Work instructions: Please pull out every line in the items below that contains the word "stone", copying each line as it appears.
-- START OF Exercise inputs --
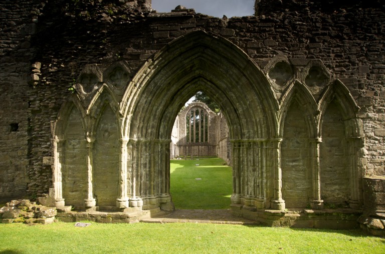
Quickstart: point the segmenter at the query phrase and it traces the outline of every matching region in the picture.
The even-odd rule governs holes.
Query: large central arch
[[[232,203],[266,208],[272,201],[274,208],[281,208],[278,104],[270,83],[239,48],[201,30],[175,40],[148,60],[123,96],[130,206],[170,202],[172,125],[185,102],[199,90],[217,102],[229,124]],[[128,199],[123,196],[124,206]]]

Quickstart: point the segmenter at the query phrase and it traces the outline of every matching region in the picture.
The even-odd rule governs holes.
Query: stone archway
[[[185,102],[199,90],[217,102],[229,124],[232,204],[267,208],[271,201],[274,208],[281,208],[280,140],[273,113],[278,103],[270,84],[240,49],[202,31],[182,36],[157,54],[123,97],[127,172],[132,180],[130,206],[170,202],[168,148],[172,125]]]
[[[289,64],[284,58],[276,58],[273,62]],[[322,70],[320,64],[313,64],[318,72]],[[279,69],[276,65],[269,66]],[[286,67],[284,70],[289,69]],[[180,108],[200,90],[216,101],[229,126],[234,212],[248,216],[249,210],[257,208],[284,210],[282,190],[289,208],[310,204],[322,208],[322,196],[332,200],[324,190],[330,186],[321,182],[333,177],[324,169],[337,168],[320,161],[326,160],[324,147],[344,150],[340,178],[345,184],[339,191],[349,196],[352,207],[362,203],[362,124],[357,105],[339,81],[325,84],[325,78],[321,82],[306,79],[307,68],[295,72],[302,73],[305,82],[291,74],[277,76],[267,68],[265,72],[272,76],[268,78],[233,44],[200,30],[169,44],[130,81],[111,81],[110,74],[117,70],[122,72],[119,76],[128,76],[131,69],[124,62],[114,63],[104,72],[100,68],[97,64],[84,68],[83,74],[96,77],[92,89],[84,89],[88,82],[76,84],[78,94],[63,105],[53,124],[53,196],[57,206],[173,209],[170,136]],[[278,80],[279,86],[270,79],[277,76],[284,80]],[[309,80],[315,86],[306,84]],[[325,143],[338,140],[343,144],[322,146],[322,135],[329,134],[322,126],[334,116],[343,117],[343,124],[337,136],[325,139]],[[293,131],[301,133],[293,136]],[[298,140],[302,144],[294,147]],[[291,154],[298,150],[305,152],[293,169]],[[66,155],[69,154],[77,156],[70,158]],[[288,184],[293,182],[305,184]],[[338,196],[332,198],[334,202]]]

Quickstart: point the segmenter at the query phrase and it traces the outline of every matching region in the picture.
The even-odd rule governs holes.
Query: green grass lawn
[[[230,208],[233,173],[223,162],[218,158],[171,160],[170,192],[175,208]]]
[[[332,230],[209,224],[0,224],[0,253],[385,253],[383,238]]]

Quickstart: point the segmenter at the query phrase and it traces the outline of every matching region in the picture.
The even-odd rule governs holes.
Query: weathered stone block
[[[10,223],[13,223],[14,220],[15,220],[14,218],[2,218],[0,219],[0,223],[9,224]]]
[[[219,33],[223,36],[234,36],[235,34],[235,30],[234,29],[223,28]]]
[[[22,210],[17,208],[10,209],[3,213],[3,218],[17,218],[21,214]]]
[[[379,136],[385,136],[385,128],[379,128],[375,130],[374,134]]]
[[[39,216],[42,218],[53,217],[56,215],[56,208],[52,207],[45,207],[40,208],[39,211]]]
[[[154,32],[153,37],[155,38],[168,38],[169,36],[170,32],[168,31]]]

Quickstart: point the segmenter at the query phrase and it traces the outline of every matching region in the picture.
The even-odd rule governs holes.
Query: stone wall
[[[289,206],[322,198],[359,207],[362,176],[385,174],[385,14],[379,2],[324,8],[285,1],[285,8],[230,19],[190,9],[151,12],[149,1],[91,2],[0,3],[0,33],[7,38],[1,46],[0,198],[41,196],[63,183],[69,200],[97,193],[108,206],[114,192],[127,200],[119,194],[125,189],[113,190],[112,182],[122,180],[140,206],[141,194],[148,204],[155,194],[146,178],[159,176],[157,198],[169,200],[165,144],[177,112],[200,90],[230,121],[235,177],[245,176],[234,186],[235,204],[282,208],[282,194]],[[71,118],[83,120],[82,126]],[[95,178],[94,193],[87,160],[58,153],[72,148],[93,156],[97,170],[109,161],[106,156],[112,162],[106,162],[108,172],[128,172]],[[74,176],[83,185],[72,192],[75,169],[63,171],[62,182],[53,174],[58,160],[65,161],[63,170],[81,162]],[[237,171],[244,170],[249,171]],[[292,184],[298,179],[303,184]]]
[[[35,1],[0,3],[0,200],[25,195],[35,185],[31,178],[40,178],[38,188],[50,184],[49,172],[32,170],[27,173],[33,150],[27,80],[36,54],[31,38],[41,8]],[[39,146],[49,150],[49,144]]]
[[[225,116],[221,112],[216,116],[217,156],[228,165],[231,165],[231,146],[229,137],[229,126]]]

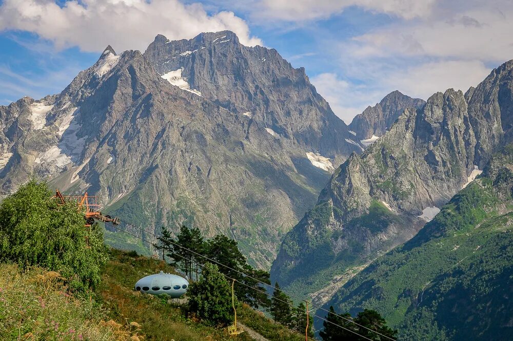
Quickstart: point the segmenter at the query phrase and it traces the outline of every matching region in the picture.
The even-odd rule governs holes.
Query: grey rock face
-- END OF Exercise inputs --
-- START OF Exercise inputs --
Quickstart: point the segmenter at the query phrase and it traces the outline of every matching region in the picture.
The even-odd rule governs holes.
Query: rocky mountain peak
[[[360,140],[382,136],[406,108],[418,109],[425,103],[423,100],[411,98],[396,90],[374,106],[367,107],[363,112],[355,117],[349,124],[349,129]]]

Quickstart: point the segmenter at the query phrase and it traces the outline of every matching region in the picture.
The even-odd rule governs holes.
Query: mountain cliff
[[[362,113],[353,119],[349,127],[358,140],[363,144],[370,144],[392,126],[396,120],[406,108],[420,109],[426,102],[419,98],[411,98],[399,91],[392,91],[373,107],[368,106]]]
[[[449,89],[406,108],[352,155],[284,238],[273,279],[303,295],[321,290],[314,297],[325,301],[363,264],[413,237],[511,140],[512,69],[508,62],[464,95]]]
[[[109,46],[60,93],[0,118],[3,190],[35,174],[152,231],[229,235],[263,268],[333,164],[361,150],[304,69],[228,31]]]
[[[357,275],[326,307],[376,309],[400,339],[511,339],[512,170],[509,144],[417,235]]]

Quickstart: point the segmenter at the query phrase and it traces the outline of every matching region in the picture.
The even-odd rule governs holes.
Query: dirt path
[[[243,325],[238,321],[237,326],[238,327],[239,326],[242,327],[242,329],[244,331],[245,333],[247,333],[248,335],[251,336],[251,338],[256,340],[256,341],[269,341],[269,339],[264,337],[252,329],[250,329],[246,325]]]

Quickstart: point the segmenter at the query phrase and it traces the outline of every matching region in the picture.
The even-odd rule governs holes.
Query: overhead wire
-- END OF Exercise inputs --
Output:
Query: stone archway
Query: weathered stone block
Query: stone wall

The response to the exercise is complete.